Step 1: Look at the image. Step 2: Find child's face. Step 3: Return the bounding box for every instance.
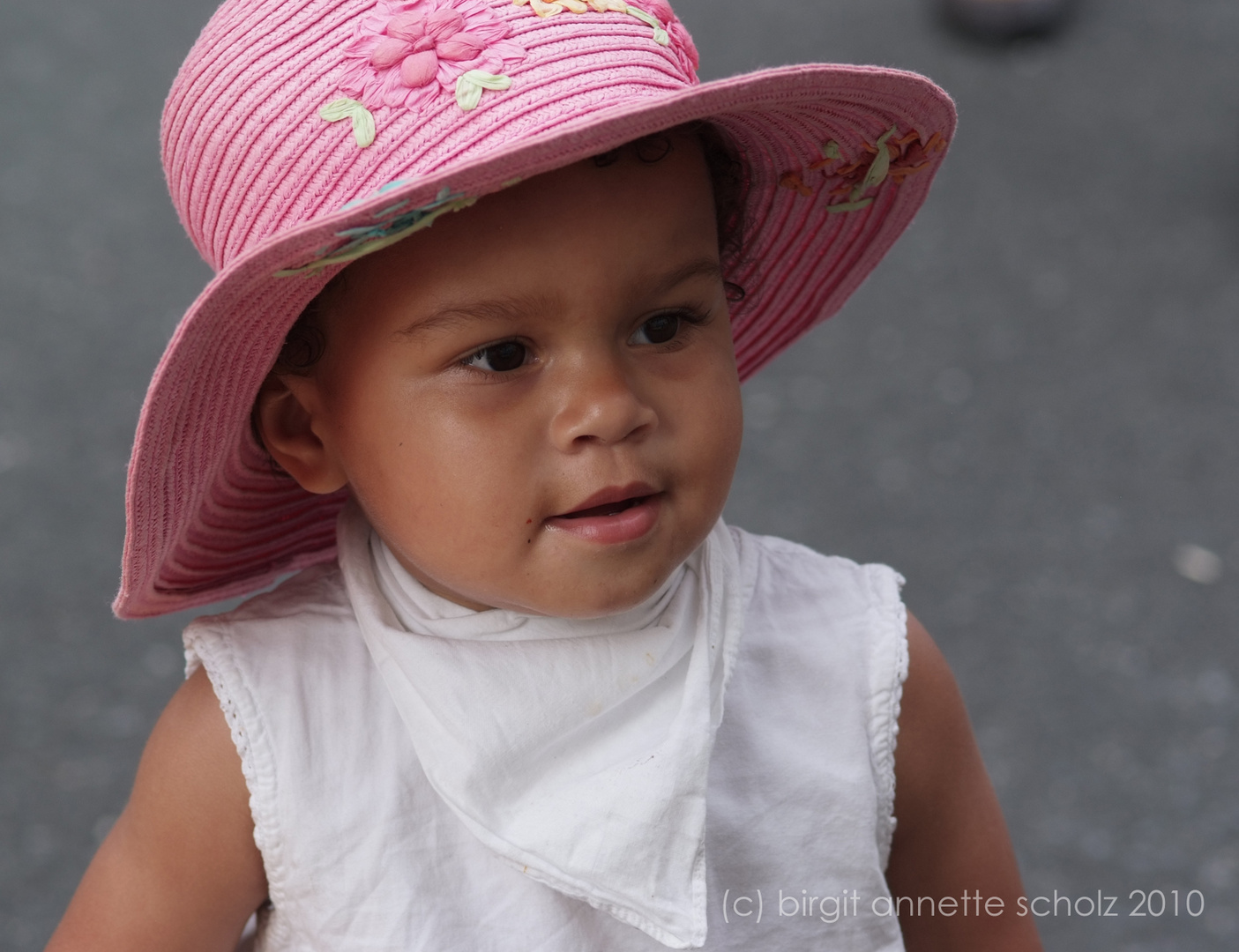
[266,138,741,618]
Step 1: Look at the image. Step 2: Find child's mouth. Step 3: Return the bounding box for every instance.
[557,496,649,518]
[547,483,664,545]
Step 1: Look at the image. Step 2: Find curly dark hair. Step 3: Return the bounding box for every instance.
[272,120,749,376]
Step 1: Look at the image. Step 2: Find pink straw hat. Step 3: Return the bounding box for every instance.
[113,0,955,618]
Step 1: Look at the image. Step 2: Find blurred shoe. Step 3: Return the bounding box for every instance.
[939,0,1076,41]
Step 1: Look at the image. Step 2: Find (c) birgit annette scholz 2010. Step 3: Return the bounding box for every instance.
[722,889,1205,925]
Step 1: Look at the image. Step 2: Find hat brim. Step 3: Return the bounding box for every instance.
[113,65,955,618]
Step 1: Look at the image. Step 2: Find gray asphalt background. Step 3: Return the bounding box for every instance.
[0,0,1239,952]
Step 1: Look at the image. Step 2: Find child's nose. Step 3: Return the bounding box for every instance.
[551,361,658,452]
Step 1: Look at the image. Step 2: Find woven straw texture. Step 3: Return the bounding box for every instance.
[113,0,955,618]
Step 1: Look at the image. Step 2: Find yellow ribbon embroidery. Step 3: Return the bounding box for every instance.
[318,99,374,149]
[275,182,477,278]
[456,70,511,113]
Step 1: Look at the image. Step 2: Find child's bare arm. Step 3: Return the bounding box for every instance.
[47,668,266,952]
[886,615,1041,952]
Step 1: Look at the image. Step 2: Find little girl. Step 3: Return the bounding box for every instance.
[49,0,1040,952]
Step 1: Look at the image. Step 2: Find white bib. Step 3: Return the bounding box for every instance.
[340,505,743,948]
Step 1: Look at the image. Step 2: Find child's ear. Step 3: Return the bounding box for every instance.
[254,374,348,494]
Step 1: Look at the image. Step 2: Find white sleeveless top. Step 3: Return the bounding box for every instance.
[184,529,907,952]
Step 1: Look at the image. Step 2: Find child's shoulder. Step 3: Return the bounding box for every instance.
[731,526,906,625]
[183,562,365,689]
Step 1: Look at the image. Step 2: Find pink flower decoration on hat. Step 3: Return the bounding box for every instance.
[340,0,526,109]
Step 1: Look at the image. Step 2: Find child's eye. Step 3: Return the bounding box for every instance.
[461,340,529,374]
[628,313,680,344]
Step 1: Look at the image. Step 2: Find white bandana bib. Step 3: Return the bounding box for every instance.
[340,504,743,948]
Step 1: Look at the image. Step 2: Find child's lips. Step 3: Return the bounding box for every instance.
[547,486,663,545]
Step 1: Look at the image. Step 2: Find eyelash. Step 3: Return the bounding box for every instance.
[459,309,710,376]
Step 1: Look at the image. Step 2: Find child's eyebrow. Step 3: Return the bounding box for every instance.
[651,257,722,294]
[398,296,553,346]
[397,257,722,338]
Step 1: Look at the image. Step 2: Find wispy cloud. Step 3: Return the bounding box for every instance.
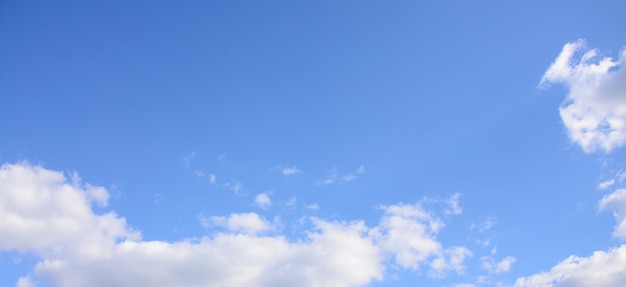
[254,192,272,209]
[280,166,301,176]
[198,213,273,235]
[515,245,626,287]
[480,256,517,274]
[193,169,217,184]
[540,40,626,153]
[0,164,471,287]
[217,152,228,163]
[183,151,196,168]
[317,165,365,185]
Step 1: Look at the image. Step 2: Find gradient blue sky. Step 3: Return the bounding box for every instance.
[0,0,626,287]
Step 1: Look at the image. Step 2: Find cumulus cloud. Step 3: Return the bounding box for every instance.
[200,212,272,235]
[280,166,301,176]
[598,189,626,238]
[480,258,517,274]
[445,192,463,215]
[193,169,217,184]
[318,165,365,185]
[540,40,626,153]
[515,189,626,287]
[515,245,626,287]
[372,200,472,277]
[0,163,139,256]
[0,163,471,287]
[598,179,615,189]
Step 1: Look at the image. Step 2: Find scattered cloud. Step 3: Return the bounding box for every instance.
[280,166,302,176]
[198,212,273,235]
[285,196,298,206]
[444,192,463,215]
[0,163,471,287]
[540,40,626,153]
[372,200,472,277]
[318,165,365,185]
[480,258,517,274]
[515,186,626,287]
[598,189,626,238]
[224,181,243,195]
[598,179,615,189]
[183,151,196,168]
[193,169,217,184]
[304,203,320,210]
[515,245,626,287]
[254,192,272,209]
[217,152,228,163]
[469,216,498,232]
[0,162,140,254]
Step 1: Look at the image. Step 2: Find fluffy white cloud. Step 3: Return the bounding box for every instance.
[200,212,272,235]
[0,163,139,256]
[372,200,472,277]
[318,165,365,185]
[280,166,301,176]
[540,40,626,155]
[34,220,383,287]
[0,163,471,287]
[598,189,626,238]
[515,245,626,287]
[480,258,517,274]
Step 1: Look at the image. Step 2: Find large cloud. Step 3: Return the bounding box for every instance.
[515,245,626,287]
[0,163,471,287]
[540,40,626,152]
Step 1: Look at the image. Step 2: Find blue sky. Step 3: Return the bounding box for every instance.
[0,0,626,287]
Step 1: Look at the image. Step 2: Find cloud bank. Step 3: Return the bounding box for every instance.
[0,163,472,287]
[540,40,626,153]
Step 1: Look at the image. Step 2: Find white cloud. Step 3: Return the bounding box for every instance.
[0,163,471,287]
[199,212,272,235]
[540,40,626,153]
[469,216,498,232]
[515,189,626,287]
[445,192,463,215]
[598,189,626,238]
[318,165,365,185]
[372,200,472,277]
[193,169,217,184]
[480,258,517,274]
[15,277,35,287]
[254,192,272,209]
[280,166,301,176]
[183,151,196,168]
[0,163,139,256]
[304,203,320,210]
[34,220,384,287]
[515,245,626,287]
[598,179,615,189]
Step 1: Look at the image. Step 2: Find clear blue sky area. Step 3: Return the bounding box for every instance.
[0,0,626,287]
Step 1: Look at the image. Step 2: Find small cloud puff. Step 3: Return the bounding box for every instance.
[317,165,365,185]
[280,166,301,176]
[254,192,272,209]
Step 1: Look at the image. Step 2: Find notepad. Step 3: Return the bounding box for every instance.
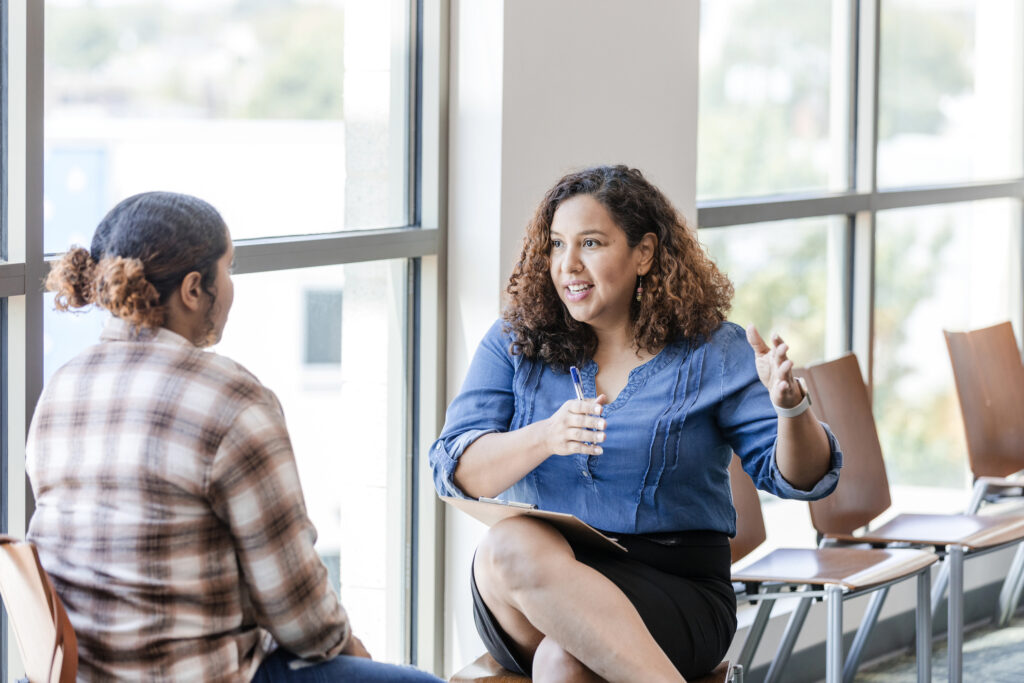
[440,496,629,553]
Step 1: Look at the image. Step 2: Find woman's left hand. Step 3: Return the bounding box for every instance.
[746,325,804,408]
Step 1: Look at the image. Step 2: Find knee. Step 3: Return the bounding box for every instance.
[476,517,571,590]
[534,638,599,683]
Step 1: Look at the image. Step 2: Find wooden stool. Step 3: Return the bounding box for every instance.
[449,652,739,683]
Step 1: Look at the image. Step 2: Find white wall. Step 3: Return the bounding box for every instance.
[444,0,698,674]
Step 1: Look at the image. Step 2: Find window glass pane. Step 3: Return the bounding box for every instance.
[44,259,409,661]
[697,0,849,199]
[700,218,845,365]
[45,0,410,252]
[873,200,1021,489]
[878,0,1024,186]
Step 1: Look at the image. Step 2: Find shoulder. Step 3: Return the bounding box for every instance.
[696,321,751,355]
[194,349,280,410]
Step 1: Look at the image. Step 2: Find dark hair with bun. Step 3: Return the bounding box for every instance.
[46,193,227,337]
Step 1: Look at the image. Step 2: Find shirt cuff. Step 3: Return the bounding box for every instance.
[436,429,498,501]
[771,422,843,501]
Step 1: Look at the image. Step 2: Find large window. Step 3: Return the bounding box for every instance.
[697,0,1024,528]
[0,0,446,674]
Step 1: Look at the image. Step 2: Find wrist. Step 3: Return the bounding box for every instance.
[772,377,811,418]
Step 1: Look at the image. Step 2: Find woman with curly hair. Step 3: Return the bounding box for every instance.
[27,193,438,683]
[430,166,842,682]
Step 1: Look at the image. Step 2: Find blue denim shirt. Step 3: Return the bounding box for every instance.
[430,321,843,537]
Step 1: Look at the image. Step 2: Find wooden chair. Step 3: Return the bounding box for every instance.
[729,457,938,683]
[0,536,78,683]
[795,354,1024,683]
[449,653,742,683]
[940,323,1024,627]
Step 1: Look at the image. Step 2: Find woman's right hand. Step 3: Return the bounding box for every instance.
[544,393,608,456]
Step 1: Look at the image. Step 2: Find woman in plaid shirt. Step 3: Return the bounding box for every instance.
[27,193,438,681]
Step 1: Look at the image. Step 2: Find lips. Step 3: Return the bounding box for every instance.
[565,283,594,303]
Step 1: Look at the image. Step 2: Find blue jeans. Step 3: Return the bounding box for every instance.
[253,647,443,683]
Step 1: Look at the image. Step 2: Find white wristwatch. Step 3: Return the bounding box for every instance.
[772,377,811,418]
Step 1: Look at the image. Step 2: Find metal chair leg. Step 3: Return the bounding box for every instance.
[737,586,781,669]
[764,598,811,683]
[825,584,843,683]
[843,586,889,683]
[932,562,949,614]
[946,546,964,683]
[914,567,932,683]
[995,544,1024,628]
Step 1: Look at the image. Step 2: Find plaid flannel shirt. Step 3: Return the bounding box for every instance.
[27,317,349,681]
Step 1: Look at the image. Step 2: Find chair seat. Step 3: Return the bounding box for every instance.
[825,514,1024,550]
[449,652,730,683]
[732,548,938,591]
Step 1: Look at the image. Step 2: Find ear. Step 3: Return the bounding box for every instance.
[178,270,203,311]
[636,232,657,275]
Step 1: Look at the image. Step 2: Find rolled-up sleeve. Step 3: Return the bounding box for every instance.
[708,324,843,501]
[429,321,515,498]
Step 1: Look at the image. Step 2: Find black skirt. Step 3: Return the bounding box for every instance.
[470,531,736,679]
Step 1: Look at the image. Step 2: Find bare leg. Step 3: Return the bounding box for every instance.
[534,638,604,683]
[473,517,683,683]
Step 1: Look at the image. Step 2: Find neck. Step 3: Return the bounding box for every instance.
[593,324,634,353]
[164,296,205,346]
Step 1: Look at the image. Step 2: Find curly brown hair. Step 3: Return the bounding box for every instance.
[46,193,227,343]
[503,165,733,370]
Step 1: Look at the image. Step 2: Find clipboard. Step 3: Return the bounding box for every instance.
[440,496,629,553]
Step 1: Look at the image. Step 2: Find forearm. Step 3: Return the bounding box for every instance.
[775,410,831,490]
[455,422,551,498]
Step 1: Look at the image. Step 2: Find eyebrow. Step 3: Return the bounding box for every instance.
[551,228,608,238]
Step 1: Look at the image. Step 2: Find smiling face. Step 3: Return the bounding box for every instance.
[550,195,656,330]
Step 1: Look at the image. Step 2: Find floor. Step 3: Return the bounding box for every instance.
[855,612,1024,683]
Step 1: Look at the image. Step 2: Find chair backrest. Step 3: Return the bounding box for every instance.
[944,323,1024,478]
[0,536,78,683]
[729,455,766,564]
[794,353,892,533]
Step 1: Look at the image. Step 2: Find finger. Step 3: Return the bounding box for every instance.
[746,325,771,355]
[568,427,604,443]
[567,441,604,456]
[565,398,594,415]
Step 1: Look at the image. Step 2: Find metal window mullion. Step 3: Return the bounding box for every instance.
= = = = = = =
### PROBLEM DETAILS
Please rewrite the lines from the start through the line holding "[456,70,511,113]", inclusive, requests and all, shifting every bounding box coordinate up by 13. Omit the pictures.

### THE REPLY
Step 1: Look at the image. Step 2: Find child's face. Step 3: Return the bounding box for every instance.
[279,151,754,631]
Step 1: Look at the image. Step 2: Find child's mouth. Step 3: Return the bounding box for every instance.
[570,509,662,531]
[560,496,677,558]
Step 1: Look at the image. Step 2: Find curly dark hair. Step 3: Return the bounding box for every instance.
[285,133,762,389]
Step 1: Look at the image. Step 2: Find pink straw hat. Step 3: Return the bounding box for every instance.
[126,13,968,631]
Step 1: Look at the image. Step 2: Find blurred shoe. Step 3: Return the bounding box for every instance.
[952,13,1089,54]
Step 1: Look at the image. Step 2: Find (c) birgit annette scholz 2010. Step 3: Return the bounding box for every instance.
[735,902,1218,938]
Step 1: Look at the image. Step 2: Find hat brim. Step 3: Return the bounding box for every instance.
[126,78,968,631]
Step 1: Look at the image. Step 2: Find gray asphalt background. Step 3: Return the bounding box for every instance.
[13,13,1252,965]
Step 1: Look at the image. Step 2: Find child's nose. Step 3: Return the bounding box for every instance.
[564,374,671,465]
Step 1: Look at the image. Step 2: Find woven straw texture. Step 3: Return the bounding box for every instance.
[126,13,968,631]
Step 1: Look at the image. Step 2: Find yellow ribbon embroidery. Step 3: Return the bounding box for every instance.
[331,112,387,162]
[288,195,490,291]
[469,83,524,126]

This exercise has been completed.